-- GIVEN INSTRUCTION --
Copy out all of the records, swapping each "segmenter" for "labeling tool" and keeping everything else the same.
════════
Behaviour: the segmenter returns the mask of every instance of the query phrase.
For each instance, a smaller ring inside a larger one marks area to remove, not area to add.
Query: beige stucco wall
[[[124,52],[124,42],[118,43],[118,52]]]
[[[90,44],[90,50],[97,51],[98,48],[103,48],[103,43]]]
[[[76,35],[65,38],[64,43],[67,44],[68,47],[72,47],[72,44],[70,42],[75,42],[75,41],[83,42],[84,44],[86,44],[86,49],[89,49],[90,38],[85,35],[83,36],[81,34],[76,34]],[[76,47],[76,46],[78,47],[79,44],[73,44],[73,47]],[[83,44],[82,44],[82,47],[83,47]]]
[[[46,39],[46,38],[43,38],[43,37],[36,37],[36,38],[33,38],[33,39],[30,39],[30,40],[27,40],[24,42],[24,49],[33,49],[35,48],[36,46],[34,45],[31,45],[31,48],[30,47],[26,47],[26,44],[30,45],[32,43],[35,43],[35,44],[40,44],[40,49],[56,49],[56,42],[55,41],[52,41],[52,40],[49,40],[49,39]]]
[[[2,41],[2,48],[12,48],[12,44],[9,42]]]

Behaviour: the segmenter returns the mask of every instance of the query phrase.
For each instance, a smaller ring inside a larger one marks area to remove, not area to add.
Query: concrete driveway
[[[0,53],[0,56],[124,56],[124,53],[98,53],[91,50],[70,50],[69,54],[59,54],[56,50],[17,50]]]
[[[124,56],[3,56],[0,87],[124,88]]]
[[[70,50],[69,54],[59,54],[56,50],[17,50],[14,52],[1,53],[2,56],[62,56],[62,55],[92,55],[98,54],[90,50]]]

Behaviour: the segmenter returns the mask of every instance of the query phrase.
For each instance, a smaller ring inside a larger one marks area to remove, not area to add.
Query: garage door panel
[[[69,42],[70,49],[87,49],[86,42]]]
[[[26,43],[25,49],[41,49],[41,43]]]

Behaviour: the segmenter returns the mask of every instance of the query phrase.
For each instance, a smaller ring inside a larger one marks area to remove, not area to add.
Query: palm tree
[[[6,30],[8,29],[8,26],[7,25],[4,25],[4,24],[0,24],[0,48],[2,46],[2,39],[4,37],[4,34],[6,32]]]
════════
-- TASK ANSWER --
Behaviour: the labeling tool returns the mask of every instance of the query phrase.
For each instance, a smaller ring inside a larger one marks area to remove, not area to add.
Query: beige stucco wall
[[[124,52],[124,42],[118,43],[118,52]]]
[[[90,44],[90,50],[97,51],[98,48],[103,48],[103,43]]]
[[[76,35],[65,38],[64,43],[67,44],[68,47],[72,47],[72,44],[70,42],[75,42],[75,41],[83,42],[84,44],[86,44],[86,49],[89,49],[90,38],[85,35],[83,36],[81,34],[76,34]],[[76,47],[76,46],[78,47],[79,44],[73,44],[73,47]],[[83,44],[82,44],[82,47],[83,47]]]
[[[46,39],[46,38],[43,38],[43,37],[36,37],[36,38],[33,38],[33,39],[30,39],[30,40],[27,40],[24,42],[24,49],[33,49],[35,48],[36,46],[34,45],[31,45],[31,48],[30,47],[26,47],[26,44],[30,45],[32,43],[35,43],[35,44],[40,44],[40,49],[56,49],[56,42],[55,41],[52,41],[52,40],[49,40],[49,39]]]
[[[2,41],[2,48],[12,48],[12,44],[9,42]]]

Behaviour: the labeling tool returns the mask of every instance of the query phrase.
For each instance, a smaller ring inside a larger one marks area to remove, not area to add.
Query: concrete driveway
[[[0,53],[0,56],[124,56],[124,53],[98,53],[91,50],[70,50],[69,54],[59,54],[56,50],[17,50]]]
[[[124,56],[3,56],[0,87],[124,88]]]
[[[70,50],[69,54],[59,54],[56,50],[17,50],[14,52],[1,53],[2,56],[62,56],[62,55],[92,55],[98,54],[90,50]]]

Behaviour: the labeling tool returns the mask of every instance of the query phrase.
For each instance, a smaller ring inside a larger one marks area to remove, not area to add.
Query: garage door panel
[[[69,42],[70,49],[87,49],[86,42]]]
[[[26,43],[25,49],[41,49],[41,43]]]

Behaviour: the labeling tool returns the mask of every instance of the query phrase.
For each instance, a smaller ring inside a larger one marks area to remove, not area to add.
Query: palm tree
[[[6,30],[8,29],[8,26],[7,25],[4,25],[4,24],[0,24],[0,48],[2,46],[2,39],[4,37],[4,34],[6,32]]]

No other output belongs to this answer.